◆ **Pointing records**:
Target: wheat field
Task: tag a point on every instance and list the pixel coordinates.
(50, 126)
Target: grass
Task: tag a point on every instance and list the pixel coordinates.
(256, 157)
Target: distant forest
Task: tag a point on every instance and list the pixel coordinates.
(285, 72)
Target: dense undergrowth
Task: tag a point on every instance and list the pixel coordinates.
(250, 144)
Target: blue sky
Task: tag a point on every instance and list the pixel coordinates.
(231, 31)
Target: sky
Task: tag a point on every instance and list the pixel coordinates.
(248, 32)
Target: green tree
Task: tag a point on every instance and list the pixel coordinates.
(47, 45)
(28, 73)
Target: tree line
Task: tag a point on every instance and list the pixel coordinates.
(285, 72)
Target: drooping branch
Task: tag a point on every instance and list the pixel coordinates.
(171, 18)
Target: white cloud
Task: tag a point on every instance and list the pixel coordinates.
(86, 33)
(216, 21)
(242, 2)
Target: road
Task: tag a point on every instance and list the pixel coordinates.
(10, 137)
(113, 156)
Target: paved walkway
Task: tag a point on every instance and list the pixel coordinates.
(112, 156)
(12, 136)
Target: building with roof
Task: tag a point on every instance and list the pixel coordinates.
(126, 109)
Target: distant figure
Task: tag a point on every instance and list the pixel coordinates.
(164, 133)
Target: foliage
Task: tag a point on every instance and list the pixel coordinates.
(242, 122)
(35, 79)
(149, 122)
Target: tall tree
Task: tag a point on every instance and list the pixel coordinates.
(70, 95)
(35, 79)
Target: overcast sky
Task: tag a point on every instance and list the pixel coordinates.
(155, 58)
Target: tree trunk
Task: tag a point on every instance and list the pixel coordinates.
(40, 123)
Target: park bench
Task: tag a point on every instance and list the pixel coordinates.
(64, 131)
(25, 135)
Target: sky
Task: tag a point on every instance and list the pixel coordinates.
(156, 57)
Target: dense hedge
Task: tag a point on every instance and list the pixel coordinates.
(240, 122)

◆ **Stated problem**: Put every line of the listing from the line with "Target: tree trunk" through the end of the listing into a JSON list of strings, one string per line, and leave out any blank lines.

◆ **Solution below**:
[
  "Target: tree trunk",
  "Task: tag a point on every instance and list the pixel coordinates.",
  "(40, 123)",
  "Target: park bench",
  "Task: tag a point on every instance and list the pixel coordinates.",
  "(64, 131)",
  "(25, 135)",
  "Target: sky",
  "Task: tag a point on every instance and list the pixel coordinates.",
  "(156, 57)",
  "Target: dense hedge",
  "Task: tag a point on every instance and list the pixel coordinates.",
  "(240, 122)"
]